*Deine Aufgaben*:
a: Bearbeite in der Buchbesprechung den Abschnitt, der mit den Worten „2023 • 144 Seiten“ beginnt und mit „Schlachthöfen und Metzgereibetrieben.“ endet: Gib ihn erneut wieder und setze dabei „Erreger“ an die Stelle von „Virus“.
b: Zähle alle Arten von Betrieben auf, aus denen laut der Buchbesprechung die organisierte Industrie besteht.
------ Angezeigter Text ------
2023 • 144 Seiten • Haymon • Bestellen
Ein Virus hat in der nahen Zukunft sämtliche Tiere befallen und ihr Fleisch in der Folge ungeniessbar gemacht. Der Menschheit bleibt darum nichts anderes übrig, als zum Veganismus Kannibalismus überzugehen. Sie tut dies auf dieselbe Weise wie bisher: in einer perfekt organisierten Industrie aus Zuchtfarmen, Schlachthöfen und Metzgereibetrieben.
«Wie die Schweine» hätte Themen wie Umweltzerstörung, Nahrungsunsicherheit und Rassismus/Speziesismus behandeln können. Stattdessen beschränkt es sich auf die stupide Darstellung von Gewalt mit dem vergeblichen Versuch, dem Protagonisten in letzter Minute einen menschlichen Anstrich hinterherzuwerfen. Diese Dystopie ist in Zeiten von Seitan, Erbsenproteinen und Laborfleisch einfach zu absurd, und: die eigentliche Handlung leider auch schlicht langweilig.
------ Extrahierte Zeilen ------
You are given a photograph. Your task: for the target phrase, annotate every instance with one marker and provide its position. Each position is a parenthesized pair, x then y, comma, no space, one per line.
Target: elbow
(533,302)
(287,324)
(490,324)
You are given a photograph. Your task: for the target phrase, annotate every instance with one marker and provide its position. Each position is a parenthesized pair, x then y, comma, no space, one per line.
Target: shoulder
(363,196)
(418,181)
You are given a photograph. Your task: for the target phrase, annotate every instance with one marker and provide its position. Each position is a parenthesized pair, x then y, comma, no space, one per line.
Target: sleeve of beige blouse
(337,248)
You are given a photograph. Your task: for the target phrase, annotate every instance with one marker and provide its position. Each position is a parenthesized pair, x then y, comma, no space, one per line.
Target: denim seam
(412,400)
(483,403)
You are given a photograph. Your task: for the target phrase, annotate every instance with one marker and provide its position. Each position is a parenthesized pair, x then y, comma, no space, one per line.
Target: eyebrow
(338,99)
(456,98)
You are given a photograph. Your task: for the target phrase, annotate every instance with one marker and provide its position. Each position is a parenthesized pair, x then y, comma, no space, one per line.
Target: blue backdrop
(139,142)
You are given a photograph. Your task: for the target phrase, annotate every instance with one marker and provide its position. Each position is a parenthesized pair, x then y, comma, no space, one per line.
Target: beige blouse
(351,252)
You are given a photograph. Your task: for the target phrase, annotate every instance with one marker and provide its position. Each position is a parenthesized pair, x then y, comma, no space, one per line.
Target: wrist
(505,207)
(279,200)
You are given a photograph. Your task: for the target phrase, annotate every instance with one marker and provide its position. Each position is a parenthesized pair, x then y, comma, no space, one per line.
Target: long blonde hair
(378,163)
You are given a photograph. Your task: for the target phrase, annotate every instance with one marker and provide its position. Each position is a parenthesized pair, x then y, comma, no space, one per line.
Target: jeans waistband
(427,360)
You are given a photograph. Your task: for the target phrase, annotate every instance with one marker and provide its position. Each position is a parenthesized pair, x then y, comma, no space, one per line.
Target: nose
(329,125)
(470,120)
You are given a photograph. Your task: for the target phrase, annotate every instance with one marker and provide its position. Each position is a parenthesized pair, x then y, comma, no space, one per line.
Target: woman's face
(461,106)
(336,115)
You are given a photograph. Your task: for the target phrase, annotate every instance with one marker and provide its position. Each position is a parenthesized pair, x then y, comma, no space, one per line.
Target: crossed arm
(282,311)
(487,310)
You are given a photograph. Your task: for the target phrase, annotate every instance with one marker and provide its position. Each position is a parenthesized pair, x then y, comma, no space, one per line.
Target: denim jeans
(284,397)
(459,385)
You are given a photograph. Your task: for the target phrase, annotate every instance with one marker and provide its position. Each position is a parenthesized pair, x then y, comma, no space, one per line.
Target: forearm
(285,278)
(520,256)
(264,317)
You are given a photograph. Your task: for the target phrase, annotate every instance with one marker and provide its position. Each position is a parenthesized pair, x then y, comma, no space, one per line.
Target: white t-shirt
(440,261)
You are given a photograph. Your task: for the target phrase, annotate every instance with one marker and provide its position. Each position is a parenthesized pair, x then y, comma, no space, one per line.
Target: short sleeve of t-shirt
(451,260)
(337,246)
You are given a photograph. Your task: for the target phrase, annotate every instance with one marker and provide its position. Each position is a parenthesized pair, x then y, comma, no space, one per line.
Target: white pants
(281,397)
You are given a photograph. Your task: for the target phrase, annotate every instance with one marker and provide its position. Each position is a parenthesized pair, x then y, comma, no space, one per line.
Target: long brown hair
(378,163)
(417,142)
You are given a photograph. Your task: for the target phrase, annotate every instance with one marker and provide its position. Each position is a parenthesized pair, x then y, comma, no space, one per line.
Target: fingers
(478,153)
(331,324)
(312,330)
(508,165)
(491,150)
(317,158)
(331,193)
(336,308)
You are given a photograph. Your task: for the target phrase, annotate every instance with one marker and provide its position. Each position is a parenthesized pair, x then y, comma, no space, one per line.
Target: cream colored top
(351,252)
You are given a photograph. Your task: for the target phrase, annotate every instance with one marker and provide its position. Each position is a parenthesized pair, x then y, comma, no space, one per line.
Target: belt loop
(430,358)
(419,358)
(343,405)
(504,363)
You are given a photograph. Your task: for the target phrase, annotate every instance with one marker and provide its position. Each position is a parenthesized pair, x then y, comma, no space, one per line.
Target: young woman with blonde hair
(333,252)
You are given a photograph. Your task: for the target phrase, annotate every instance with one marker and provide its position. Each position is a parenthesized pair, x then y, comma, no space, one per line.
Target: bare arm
------
*Antworten*:
a:
2023 • 144 Seiten • Haymon • Bestellen
Ein Erreger hat in der nahen Zukunft sämtliche Tiere befallen und ihr Fleisch in der Folge ungeniessbar gemacht. Der Menschheit bleibt darum nichts anderes übrig, als zum Veganismus Kannibalismus überzugehen. Sie tut dies auf dieselbe Weise wie bisher: in einer perfekt organisierten Industrie aus Zuchtfarmen, Schlachthöfen und Metzgereibetrieben.

b: Zuchtfarmen, Schlachthöfe, Metzgereibetriebe